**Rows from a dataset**
━━━━━━━━

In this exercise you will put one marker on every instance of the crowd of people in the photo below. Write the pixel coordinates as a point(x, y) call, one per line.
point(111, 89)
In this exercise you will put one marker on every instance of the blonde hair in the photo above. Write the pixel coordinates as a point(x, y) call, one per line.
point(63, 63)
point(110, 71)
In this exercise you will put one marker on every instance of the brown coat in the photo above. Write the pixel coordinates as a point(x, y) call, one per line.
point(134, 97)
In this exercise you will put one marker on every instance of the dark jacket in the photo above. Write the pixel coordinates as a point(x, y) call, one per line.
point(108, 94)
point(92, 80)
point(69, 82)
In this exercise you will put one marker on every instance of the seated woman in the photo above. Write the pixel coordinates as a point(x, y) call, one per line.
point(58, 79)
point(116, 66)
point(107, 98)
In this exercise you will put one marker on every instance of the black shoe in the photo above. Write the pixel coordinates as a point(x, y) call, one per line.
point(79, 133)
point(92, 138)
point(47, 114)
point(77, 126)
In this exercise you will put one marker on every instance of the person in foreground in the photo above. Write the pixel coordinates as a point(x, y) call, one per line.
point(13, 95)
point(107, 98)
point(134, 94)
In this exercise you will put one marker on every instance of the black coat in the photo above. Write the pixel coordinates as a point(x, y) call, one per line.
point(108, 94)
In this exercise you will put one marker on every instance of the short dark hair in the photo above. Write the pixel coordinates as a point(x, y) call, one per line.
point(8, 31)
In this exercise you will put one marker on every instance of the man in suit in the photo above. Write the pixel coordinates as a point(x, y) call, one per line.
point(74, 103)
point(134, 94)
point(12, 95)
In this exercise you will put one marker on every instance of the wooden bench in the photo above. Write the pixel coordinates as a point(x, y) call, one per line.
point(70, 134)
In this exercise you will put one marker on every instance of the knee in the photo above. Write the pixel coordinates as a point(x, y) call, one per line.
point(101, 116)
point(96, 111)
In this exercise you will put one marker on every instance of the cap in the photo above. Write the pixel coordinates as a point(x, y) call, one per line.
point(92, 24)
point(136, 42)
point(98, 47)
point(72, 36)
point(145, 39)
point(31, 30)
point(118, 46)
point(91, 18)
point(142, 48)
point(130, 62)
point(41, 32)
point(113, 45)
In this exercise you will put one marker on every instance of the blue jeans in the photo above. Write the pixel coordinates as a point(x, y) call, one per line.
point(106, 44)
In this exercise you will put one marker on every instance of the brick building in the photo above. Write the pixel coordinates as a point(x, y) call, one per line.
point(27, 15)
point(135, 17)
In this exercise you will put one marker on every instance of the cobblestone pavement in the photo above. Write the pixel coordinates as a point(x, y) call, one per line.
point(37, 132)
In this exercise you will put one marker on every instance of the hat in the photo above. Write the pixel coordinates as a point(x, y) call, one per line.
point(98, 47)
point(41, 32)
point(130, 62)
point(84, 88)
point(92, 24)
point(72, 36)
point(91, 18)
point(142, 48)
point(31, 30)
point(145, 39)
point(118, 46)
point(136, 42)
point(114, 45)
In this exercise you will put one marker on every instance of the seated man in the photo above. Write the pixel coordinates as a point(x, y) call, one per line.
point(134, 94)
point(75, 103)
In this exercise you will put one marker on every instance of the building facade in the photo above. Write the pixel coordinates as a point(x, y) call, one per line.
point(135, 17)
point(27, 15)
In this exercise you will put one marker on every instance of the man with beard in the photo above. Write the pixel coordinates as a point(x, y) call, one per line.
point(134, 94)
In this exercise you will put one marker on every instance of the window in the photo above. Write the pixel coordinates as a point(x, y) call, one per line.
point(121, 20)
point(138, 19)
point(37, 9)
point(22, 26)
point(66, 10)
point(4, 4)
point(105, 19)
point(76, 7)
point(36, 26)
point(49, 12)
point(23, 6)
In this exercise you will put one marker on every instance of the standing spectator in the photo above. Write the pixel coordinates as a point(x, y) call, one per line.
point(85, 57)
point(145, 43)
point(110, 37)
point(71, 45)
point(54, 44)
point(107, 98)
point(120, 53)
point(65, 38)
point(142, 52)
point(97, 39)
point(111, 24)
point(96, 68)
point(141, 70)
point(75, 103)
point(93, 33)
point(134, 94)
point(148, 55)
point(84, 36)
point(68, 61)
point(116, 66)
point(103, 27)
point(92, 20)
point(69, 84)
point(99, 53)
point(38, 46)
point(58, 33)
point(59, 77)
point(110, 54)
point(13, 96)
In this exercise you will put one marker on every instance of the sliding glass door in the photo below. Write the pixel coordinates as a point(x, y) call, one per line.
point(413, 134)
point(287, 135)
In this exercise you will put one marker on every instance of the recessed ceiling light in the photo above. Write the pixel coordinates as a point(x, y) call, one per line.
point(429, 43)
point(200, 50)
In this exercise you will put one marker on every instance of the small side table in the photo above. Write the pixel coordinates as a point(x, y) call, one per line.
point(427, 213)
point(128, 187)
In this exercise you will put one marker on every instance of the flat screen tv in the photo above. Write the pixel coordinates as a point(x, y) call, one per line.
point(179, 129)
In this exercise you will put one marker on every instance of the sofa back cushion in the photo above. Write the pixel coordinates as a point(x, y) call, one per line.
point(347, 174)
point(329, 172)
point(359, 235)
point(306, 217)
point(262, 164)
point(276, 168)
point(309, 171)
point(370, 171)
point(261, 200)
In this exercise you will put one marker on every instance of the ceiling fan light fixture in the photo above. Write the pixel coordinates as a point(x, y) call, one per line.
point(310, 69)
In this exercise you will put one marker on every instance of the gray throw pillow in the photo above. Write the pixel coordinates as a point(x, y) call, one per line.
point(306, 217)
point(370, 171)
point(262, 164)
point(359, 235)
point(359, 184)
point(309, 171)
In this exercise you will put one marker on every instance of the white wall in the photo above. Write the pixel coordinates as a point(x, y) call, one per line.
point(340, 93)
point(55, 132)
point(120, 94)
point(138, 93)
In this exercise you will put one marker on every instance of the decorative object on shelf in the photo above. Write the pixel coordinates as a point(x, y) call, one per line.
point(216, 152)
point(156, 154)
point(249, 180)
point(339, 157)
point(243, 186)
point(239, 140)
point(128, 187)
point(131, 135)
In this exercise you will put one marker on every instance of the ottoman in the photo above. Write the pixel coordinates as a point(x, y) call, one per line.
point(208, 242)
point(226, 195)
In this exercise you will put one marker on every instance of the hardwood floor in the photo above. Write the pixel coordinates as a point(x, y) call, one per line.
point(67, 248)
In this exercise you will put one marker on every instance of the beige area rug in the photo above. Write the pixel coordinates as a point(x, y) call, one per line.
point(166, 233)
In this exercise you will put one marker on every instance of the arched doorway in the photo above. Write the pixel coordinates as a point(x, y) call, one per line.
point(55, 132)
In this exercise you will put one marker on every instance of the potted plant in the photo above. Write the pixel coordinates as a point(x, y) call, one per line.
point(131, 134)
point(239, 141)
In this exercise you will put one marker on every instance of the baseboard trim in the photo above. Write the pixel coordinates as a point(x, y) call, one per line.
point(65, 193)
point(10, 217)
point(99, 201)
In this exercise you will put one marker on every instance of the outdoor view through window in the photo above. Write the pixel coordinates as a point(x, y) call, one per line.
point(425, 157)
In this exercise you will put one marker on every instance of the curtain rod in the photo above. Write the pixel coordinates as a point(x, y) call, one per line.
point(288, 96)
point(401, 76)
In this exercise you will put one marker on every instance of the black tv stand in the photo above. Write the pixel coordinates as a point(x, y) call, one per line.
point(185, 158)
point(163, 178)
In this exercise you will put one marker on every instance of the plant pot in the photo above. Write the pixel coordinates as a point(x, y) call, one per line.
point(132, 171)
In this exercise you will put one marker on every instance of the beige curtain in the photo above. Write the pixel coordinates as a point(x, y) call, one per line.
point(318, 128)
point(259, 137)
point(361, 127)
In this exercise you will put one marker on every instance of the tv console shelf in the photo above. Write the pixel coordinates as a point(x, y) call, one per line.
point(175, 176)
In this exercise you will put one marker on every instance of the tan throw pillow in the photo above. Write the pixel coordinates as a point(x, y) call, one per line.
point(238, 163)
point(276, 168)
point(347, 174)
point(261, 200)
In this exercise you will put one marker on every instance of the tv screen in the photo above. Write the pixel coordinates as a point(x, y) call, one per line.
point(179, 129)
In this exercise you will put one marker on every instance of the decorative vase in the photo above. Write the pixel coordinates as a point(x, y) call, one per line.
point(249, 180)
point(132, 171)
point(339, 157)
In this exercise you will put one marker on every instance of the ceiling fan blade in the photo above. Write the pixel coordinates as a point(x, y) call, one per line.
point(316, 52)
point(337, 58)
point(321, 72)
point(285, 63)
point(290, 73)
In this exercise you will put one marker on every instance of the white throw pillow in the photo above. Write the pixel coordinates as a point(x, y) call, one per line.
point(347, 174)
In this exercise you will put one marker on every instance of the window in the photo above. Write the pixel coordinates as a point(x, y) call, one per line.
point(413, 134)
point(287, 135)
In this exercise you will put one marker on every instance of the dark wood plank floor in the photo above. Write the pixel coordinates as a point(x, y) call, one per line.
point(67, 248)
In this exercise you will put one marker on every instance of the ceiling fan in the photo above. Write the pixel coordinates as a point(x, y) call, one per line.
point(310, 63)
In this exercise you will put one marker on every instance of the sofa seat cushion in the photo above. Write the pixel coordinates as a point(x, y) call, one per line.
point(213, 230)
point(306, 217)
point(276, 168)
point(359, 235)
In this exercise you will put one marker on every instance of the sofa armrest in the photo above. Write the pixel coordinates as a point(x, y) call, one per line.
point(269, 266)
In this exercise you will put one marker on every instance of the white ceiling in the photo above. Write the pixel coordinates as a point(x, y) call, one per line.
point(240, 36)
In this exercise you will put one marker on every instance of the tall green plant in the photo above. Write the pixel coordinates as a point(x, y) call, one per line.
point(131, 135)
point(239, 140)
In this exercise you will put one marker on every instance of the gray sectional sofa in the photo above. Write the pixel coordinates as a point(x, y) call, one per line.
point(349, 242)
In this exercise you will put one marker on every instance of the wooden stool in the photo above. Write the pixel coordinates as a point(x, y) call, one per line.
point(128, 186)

━━━━━━━━

**Task goal**
Starting at the line that contains "ceiling fan in" and continuing through the last of the entries, convert those entries into a two-column CSV with the columns instruction and points. Each row should hold one instruction and its points, with each value in a single quoted field and any line breaks replaced by spaces.

**In response**
instruction,points
"In this exercise you will put one marker on every instance of the ceiling fan in the photo above. Write the pixel coordinates as a point(x, y) call, one per line.","point(310, 63)"
"In this exercise you will put one marker on every instance of the sofa seat cushion in the photo above. Write the pixel coordinates as a point(x, y) call, one per line.","point(213, 230) point(306, 217) point(276, 168) point(359, 235)"
"In this exercise you will put one marker on every instance of the sofa armrest in the photo above. Write the pixel coordinates as a point(x, y) call, one per line.","point(269, 266)"
"In this exercise you will put one marker on every instance of the white ceiling in the photo above. Write the pixel coordinates as a point(x, y) call, one per line.","point(240, 36)"
"In this exercise you will put one marker on every instance of the tall green plant in the photo above. Write the pixel coordinates as a point(x, y) call, one per line.","point(131, 135) point(239, 140)"
"In this exercise you will put one marker on every instance of the gray sectional sofa in the photo above. Write the pixel coordinates as a point(x, y) call, one per line.","point(349, 242)"
"In this exercise you will put one marker on every instance of the wooden stool in the photo above. Write the pixel coordinates as a point(x, y) call, one per line.","point(128, 186)"